───── SUPPLIED INFORMATION ─────

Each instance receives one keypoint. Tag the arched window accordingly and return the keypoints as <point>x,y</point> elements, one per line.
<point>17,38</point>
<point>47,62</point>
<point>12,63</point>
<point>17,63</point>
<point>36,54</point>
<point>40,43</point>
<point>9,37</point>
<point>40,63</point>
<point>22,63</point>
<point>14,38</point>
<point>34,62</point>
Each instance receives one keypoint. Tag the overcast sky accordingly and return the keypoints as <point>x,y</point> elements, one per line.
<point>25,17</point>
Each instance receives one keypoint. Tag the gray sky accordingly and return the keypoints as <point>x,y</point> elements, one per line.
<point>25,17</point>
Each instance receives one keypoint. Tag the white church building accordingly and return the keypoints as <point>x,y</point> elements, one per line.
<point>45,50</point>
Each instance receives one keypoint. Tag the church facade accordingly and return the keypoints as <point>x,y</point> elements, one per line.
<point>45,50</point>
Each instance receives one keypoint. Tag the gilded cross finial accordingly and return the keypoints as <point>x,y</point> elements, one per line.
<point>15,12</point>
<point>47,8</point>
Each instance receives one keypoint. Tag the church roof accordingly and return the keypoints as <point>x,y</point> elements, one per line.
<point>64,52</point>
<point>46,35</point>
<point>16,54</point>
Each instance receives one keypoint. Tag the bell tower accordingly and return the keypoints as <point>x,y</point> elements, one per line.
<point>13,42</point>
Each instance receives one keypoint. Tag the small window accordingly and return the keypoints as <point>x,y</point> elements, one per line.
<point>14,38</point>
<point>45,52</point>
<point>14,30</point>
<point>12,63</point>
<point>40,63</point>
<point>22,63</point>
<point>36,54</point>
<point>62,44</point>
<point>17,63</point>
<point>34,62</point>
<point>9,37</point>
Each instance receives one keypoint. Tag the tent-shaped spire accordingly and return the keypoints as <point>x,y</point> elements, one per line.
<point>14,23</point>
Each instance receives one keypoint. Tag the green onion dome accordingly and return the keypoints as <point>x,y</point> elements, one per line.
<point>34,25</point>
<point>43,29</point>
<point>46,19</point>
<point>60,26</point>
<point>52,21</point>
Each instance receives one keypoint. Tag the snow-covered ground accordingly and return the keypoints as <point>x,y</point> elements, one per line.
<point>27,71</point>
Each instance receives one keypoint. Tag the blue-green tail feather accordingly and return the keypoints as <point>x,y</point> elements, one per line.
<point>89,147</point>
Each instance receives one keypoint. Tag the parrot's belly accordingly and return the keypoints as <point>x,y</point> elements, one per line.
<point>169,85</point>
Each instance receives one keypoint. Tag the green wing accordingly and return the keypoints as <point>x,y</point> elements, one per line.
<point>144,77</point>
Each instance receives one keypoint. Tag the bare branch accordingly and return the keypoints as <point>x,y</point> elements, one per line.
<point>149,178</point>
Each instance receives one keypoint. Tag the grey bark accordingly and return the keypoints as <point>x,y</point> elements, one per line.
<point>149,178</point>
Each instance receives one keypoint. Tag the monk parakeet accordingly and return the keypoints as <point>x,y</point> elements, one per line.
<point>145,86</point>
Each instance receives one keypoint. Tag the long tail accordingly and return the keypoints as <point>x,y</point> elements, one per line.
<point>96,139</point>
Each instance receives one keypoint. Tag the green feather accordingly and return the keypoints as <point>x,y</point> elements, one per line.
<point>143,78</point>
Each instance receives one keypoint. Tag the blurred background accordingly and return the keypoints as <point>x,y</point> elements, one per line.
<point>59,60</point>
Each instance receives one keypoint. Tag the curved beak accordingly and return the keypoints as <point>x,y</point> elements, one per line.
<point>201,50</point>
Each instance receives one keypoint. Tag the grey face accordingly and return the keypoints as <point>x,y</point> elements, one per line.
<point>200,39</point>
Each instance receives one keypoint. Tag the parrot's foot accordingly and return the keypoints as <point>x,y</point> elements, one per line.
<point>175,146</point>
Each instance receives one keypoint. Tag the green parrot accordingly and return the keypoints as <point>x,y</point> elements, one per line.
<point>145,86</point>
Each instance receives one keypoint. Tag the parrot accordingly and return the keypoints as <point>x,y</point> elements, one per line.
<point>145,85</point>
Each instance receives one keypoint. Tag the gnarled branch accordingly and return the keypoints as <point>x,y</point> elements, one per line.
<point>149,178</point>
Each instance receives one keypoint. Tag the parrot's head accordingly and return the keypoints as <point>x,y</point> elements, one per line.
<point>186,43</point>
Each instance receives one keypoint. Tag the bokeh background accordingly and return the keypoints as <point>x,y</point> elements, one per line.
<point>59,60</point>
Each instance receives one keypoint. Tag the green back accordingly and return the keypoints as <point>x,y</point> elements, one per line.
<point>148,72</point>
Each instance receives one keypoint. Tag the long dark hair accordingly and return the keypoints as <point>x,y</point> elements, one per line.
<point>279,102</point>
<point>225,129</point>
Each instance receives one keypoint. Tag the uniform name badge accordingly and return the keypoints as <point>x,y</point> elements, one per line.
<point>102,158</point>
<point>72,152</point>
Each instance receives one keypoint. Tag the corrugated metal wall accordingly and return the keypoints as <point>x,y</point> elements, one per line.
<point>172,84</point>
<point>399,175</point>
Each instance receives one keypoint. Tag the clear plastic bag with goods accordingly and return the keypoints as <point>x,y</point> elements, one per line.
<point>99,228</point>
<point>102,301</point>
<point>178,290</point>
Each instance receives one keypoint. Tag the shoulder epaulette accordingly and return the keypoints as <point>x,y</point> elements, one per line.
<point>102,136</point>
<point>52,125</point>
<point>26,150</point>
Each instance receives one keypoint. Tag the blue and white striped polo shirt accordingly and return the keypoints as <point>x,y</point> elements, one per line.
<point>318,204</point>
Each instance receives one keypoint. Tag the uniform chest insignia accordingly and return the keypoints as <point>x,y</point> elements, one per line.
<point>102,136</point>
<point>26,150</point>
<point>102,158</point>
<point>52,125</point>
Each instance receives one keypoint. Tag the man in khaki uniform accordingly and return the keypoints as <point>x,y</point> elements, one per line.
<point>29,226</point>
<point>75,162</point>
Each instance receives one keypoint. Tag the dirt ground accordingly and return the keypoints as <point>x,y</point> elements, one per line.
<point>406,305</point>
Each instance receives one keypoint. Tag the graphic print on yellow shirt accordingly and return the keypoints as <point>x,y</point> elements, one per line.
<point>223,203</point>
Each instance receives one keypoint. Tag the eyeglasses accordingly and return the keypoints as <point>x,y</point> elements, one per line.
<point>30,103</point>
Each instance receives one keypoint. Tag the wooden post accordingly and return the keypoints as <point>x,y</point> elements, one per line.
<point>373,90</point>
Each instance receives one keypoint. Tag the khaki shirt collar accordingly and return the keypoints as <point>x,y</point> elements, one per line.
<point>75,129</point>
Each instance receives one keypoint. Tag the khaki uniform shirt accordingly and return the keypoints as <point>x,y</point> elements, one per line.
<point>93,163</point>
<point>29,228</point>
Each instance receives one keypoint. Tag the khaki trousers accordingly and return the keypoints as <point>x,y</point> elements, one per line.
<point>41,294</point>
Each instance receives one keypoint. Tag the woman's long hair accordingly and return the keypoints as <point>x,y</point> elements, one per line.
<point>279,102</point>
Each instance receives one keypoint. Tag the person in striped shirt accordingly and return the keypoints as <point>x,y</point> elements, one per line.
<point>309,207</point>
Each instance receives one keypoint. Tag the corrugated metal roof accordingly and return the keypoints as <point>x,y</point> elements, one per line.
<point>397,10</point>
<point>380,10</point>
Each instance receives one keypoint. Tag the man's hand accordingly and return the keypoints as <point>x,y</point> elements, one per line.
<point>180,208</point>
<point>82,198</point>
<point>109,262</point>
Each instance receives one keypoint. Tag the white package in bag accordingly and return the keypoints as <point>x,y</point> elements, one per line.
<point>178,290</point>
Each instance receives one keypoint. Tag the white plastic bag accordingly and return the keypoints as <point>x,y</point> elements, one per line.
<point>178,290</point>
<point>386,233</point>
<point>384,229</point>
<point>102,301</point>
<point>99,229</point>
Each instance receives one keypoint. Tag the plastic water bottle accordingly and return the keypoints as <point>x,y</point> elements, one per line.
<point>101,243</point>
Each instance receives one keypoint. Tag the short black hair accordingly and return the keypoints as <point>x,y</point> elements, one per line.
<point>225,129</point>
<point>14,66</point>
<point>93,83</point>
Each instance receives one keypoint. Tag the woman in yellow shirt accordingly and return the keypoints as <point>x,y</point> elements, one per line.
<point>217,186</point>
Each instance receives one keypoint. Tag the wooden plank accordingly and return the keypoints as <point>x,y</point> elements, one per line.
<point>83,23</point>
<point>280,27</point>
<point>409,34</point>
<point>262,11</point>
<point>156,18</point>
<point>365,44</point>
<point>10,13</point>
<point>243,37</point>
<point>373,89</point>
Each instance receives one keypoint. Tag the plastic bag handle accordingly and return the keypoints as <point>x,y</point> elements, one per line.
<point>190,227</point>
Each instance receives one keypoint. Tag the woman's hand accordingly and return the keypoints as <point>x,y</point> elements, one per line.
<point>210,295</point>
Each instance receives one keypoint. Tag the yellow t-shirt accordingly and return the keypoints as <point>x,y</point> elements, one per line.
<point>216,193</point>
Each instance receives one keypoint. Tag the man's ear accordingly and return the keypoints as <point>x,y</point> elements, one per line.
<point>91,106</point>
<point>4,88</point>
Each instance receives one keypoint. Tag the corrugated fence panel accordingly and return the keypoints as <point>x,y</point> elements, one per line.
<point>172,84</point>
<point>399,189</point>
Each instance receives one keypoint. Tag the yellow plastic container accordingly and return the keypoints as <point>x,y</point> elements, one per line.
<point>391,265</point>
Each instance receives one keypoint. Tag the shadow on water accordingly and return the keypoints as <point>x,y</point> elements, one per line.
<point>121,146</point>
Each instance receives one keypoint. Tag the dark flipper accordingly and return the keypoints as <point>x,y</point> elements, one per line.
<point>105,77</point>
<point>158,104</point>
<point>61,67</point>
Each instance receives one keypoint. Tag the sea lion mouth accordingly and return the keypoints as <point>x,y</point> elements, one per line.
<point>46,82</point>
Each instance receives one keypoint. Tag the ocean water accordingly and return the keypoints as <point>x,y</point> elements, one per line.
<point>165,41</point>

─────

### ASSIGNMENT
Write out only the lines from the one containing "Each instance receives one keypoint. Tag the yellow t-shirt" through the end of the listing above, exactly as they stand.

### SOLUTION
Each instance receives one keypoint. Tag the yellow t-shirt accordingly and return the keypoints as <point>x,y</point> elements, one per line.
<point>216,193</point>
Each instance receives one keypoint. Tag the man's ear accordingly and return the keypoints as <point>x,y</point> elements, one per line.
<point>91,106</point>
<point>4,88</point>
Each instance receives one keypoint. Tag the corrugated fence panel accordingly and return the keypoints as <point>x,y</point> elements, one per line.
<point>172,84</point>
<point>399,189</point>
Each instance receives one keypoint. Tag the yellow plastic container accordingly and return the keypoints as <point>x,y</point> elements, one per line.
<point>391,265</point>
Each instance receives one keypoint. Tag the shadow on water accordingly and return the keypoints as <point>x,y</point> elements, one per line.
<point>121,146</point>
Each instance receives one keypoint. Tag the dark flipper accordingly and return the keypoints as <point>x,y</point> elements, one per line.
<point>105,77</point>
<point>158,104</point>
<point>61,67</point>
Each instance receives one keypoint. Tag the sea lion mouth accordingly and return the keypoints as <point>x,y</point> elements, one per line.
<point>46,82</point>
Each instance receives one keypoint. Tag the ocean water accordingly and return the keypoints as <point>x,y</point> elements, one per line.
<point>165,41</point>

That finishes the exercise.